• [Available records]:
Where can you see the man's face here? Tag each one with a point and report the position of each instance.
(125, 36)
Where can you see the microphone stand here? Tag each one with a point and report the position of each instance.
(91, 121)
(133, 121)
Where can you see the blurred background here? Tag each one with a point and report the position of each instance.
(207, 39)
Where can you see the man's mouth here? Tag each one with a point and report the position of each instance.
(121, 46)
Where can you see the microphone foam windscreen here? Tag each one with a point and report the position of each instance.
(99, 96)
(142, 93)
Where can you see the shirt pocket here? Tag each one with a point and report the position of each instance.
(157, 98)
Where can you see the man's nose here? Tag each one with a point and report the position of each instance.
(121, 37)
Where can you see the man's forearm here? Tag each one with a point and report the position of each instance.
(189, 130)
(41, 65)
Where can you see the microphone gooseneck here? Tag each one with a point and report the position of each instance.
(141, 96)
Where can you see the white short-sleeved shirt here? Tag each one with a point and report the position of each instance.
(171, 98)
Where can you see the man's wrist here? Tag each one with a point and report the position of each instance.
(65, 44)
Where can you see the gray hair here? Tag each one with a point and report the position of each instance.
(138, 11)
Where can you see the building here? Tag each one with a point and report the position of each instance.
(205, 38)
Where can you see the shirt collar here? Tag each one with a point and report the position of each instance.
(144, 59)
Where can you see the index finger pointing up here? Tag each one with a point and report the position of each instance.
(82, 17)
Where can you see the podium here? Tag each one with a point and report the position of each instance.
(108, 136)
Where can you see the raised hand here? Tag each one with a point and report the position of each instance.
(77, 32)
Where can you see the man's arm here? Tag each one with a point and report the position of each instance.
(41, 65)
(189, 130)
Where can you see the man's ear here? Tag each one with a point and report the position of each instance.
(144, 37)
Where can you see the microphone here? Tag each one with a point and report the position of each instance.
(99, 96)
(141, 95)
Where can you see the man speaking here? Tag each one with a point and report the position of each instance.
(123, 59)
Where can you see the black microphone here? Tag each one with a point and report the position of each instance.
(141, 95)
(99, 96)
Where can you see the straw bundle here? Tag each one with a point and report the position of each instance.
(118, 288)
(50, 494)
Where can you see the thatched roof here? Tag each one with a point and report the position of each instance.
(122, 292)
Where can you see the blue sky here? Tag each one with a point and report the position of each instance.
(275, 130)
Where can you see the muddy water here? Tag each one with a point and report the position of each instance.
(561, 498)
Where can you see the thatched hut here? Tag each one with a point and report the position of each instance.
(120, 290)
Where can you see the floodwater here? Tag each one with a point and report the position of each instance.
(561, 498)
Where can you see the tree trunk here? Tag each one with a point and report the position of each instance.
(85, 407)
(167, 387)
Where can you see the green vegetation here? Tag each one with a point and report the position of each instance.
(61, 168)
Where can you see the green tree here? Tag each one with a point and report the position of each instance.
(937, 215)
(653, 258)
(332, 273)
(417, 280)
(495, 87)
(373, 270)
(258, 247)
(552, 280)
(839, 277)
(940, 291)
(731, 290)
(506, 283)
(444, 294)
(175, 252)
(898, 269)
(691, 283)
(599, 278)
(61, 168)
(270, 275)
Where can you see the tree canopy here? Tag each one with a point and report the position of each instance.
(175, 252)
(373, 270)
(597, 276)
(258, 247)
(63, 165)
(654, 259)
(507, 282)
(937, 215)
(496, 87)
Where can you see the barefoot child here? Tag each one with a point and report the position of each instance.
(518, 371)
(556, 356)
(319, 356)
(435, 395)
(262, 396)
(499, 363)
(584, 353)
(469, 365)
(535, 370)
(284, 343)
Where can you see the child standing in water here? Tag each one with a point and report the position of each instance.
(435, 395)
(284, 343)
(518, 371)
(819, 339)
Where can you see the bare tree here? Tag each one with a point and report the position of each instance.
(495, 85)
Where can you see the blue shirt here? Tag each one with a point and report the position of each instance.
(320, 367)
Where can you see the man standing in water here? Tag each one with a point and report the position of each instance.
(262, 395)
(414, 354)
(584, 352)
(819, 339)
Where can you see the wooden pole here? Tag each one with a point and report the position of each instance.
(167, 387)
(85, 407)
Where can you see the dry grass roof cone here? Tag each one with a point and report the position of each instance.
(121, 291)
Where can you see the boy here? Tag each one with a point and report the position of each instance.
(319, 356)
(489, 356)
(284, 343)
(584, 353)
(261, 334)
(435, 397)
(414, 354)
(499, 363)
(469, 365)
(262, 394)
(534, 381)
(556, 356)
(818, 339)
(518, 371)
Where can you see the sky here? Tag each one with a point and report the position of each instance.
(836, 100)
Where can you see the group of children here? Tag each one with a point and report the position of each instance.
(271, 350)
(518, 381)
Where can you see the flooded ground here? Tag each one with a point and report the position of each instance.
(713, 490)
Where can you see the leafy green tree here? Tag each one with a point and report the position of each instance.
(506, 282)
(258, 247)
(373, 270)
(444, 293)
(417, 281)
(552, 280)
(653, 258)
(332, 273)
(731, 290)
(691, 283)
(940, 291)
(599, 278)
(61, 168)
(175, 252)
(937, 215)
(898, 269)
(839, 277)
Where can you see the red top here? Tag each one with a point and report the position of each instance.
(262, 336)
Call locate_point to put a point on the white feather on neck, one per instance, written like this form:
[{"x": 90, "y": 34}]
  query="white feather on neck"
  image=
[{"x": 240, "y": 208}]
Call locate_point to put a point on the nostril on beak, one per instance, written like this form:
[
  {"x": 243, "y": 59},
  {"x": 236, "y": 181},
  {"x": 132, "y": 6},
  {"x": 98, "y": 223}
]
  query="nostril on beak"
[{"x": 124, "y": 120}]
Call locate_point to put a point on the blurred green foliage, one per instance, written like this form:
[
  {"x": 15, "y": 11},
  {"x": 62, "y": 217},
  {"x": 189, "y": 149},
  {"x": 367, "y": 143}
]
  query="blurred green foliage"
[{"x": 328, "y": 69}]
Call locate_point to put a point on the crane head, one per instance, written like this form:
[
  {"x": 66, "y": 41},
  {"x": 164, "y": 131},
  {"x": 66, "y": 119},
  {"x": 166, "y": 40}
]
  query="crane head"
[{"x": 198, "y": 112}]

• [What you will do]: Copy the data above exactly. Every line must be included.

• [Result of this exercise]:
Where can you see the man's face here? Tag each one with a point and report the position of each instance.
(125, 36)
Where can you see the microphone stand here? Tag each one with a point and report the position of each instance.
(91, 121)
(133, 121)
Where can you see the blurred background here? Tag each one with a point and report the position of each instance.
(207, 39)
Where can you see the man's mouth here? Tag each one with a point and report the position of each instance.
(121, 46)
Where can you see the microphone foam windscreen here? Tag each one with a point and report the position of each instance.
(99, 96)
(142, 93)
Where can you see the shirt pocket here? Tag each one with a point and report the position of each instance.
(157, 98)
Where can you see the man's nose here? Tag each one with a point and report the position of each instance.
(121, 37)
Where can you see the man's forearm here? Tag each one with a point and report the position of each instance.
(189, 130)
(41, 65)
Where can you see the microphone gooseneck here? Tag each one with a point and report the position of each instance.
(141, 96)
Where can you see the white short-sleeved shirt here? Tag each one with a point and report the position of each instance.
(171, 98)
Where can you see the man's wrist here? Tag each one with a point and report the position of each instance.
(65, 44)
Where can you see the gray hair here? Tag each one with a point and report the position of each instance.
(138, 11)
Where can you see the building here? Tag each one with a point and report the position of each instance.
(205, 38)
Where can you see the shirt collar here? Tag each one with a point and report the position of each instance.
(144, 59)
Where can you see the index finger pointing up here? Tag each one with a point and report the position of each instance.
(82, 17)
Where can you see the podium here? Tag each one with a point and report the position of each instance.
(108, 136)
Where can you see the raised hand here? Tag each one with a point and report the position of each instance.
(77, 32)
Where can you see the man's arm here? Tag each one with a point and report the position of each instance.
(41, 65)
(189, 130)
Where can you see the man's ear here? Tag each one with a point and report the position of each instance.
(144, 37)
Where can you see the microphone here? Tag each one with a point and report the position of each instance.
(99, 96)
(141, 95)
Where can you see the man speaking here? Tag each one with a point and report the position of each instance.
(123, 59)
Where can you see the black microphone here? Tag each one with a point and report the position of each instance.
(141, 95)
(99, 96)
Where can you see the straw bundle here? Tag each one with a point and report the position of each instance.
(118, 288)
(50, 494)
Where can you see the thatched roof here? Tag each one with a point and report the position of each instance.
(122, 292)
Where can you see the blue sky here? Tag each one with a point and report the position of each instance.
(275, 130)
Where can you see the muddy water here? Tag each one with a point and report the position of each instance.
(561, 498)
Where can you see the thatched hut here? Tag each one with a point and report the position of each instance.
(120, 290)
Where can you see the floodwater here? Tag each one with a point and report the position of each instance.
(561, 498)
Where can you see the tree trunk here? Tag each one with a point and report the position of each instance.
(85, 407)
(167, 387)
Where can you see the green vegetation here? Tag each one with a point and report the position of each instance.
(61, 168)
Where can you see the green tree here? Tag each one with a point and report the position of each instance.
(937, 215)
(653, 258)
(332, 273)
(417, 280)
(495, 87)
(373, 270)
(258, 247)
(552, 280)
(839, 277)
(940, 291)
(731, 290)
(506, 283)
(444, 294)
(175, 252)
(898, 269)
(691, 283)
(599, 278)
(61, 168)
(270, 275)
Where can you see the tree canopy here? Tag each one with a point and report the position of each instance.
(175, 252)
(373, 270)
(597, 276)
(258, 247)
(63, 165)
(654, 259)
(507, 282)
(937, 215)
(496, 87)
Where can you see the barefoot child here? Tag each one with a point and report the position of each instance.
(518, 371)
(556, 356)
(319, 356)
(435, 395)
(262, 396)
(499, 363)
(584, 353)
(469, 365)
(535, 370)
(284, 343)
Where can you see the child standing in water here? Tag each one with a point and report the position of each instance.
(435, 395)
(284, 343)
(518, 371)
(819, 339)
Where can you see the bare tree here? Tag each one with a point and report the position of each instance.
(495, 85)
Where can you see the blue shirt here? Tag each one with a point and report the position of each instance.
(320, 367)
Where can you see the man standing in water here? Tag each one with a point and report the position of each instance.
(262, 395)
(414, 354)
(584, 352)
(819, 339)
Where can you see the wooden pole here? Tag each one with a point and report the position of each instance.
(167, 387)
(85, 407)
Where can you see the dry grass roof cone here? Tag each one with a point and report the position of each instance.
(121, 291)
Where can you see the boy here? Tag each one with a point and report the position of each instance.
(319, 356)
(489, 356)
(284, 343)
(584, 353)
(261, 334)
(435, 397)
(414, 354)
(499, 363)
(469, 365)
(262, 394)
(534, 381)
(556, 356)
(818, 339)
(518, 371)
Where can you see the sky here? Tag each one with a point and report the position of each instance.
(836, 100)
Where can you see the group of children here? Tag each one with a point and report the position of each instance.
(271, 350)
(518, 381)
Where can you see the flooded ground here? Tag each one with a point and report the position of each instance.
(713, 490)
Where can you see the leafy green tree here? Tag each one with a point and report the position of each instance.
(506, 282)
(258, 247)
(373, 270)
(444, 293)
(417, 281)
(552, 280)
(653, 258)
(332, 273)
(731, 290)
(691, 283)
(940, 291)
(599, 278)
(61, 168)
(175, 252)
(937, 215)
(898, 269)
(839, 277)
Where can you see the red top here? Tag each one with a point and report the position of each instance.
(262, 336)
Call locate_point to put a point on the white feather on neck, one per instance, written like this form:
[{"x": 90, "y": 34}]
  query="white feather on neck"
  image=
[{"x": 240, "y": 208}]
Call locate_point to put a point on the nostril on beak, one per instance, written like this form:
[
  {"x": 243, "y": 59},
  {"x": 236, "y": 181},
  {"x": 132, "y": 6},
  {"x": 98, "y": 223}
]
  query="nostril on beak"
[{"x": 124, "y": 120}]
Call locate_point to put a point on the blurred green foliage, one per instance, written like this form:
[
  {"x": 15, "y": 11},
  {"x": 62, "y": 217},
  {"x": 189, "y": 149},
  {"x": 367, "y": 143}
]
  query="blurred green foliage"
[{"x": 328, "y": 69}]
Call locate_point to put a point on the crane head, one per instance, written like this form:
[
  {"x": 66, "y": 41},
  {"x": 164, "y": 131},
  {"x": 66, "y": 119},
  {"x": 166, "y": 40}
]
  query="crane head"
[{"x": 198, "y": 112}]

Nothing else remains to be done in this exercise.